*** Block opens ***
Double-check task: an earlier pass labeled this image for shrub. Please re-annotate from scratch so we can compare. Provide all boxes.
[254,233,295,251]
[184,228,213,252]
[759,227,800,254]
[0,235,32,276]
*** Block closes ***
*** Block opens ***
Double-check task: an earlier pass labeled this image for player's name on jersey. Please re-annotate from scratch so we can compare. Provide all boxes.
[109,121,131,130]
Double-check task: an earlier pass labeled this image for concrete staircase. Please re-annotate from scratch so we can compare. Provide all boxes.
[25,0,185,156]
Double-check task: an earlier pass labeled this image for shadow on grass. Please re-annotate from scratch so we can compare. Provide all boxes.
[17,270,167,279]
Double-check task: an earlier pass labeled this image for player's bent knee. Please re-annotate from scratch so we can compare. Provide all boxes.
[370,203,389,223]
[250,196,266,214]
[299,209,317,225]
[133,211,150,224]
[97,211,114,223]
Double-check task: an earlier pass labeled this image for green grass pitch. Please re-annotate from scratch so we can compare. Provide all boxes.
*** Block closes ***
*** Block opens ***
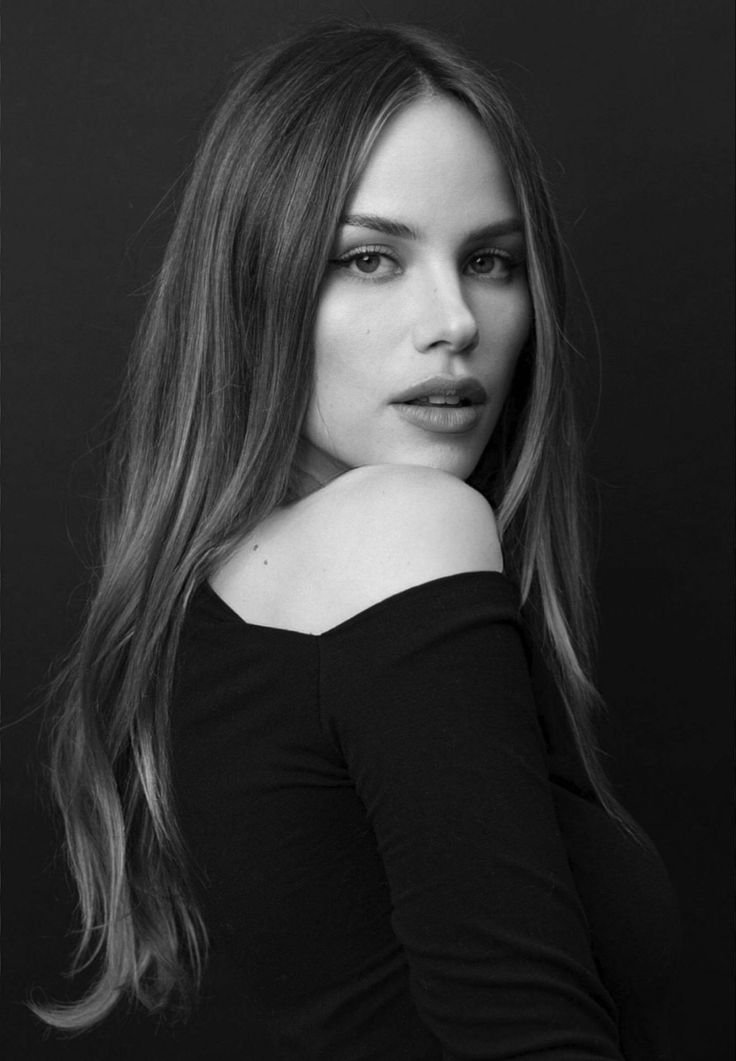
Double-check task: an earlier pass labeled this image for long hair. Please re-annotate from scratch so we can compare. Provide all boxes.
*** Block closes ***
■ WHAT IS BEING ASKED
Only the lines above from the line with "Double-check task: an earlier pass labeled this image for shadow" to the line with "Double-check task: an earlier pass labeled this image for green", those two lines included, should be reproduced exactly.

■ EXPECTED OUTPUT
Double-check task: an earlier pass labeled this image for shadow on grass. Please re-annotate from scratch so we can compare. Provide all boxes.
[17,270,167,279]
Double-check task: an earlier pass labeled this image for player's bent knee. Please re-annotate from scratch so we can compare. Provide all boxes.
[370,203,389,223]
[250,196,266,214]
[299,209,317,225]
[133,211,150,224]
[97,211,114,223]
Double-check task: an earlier pass labeled this image for green grass pitch. Please re-annotate from scratch so we can compare. Provide all boxes.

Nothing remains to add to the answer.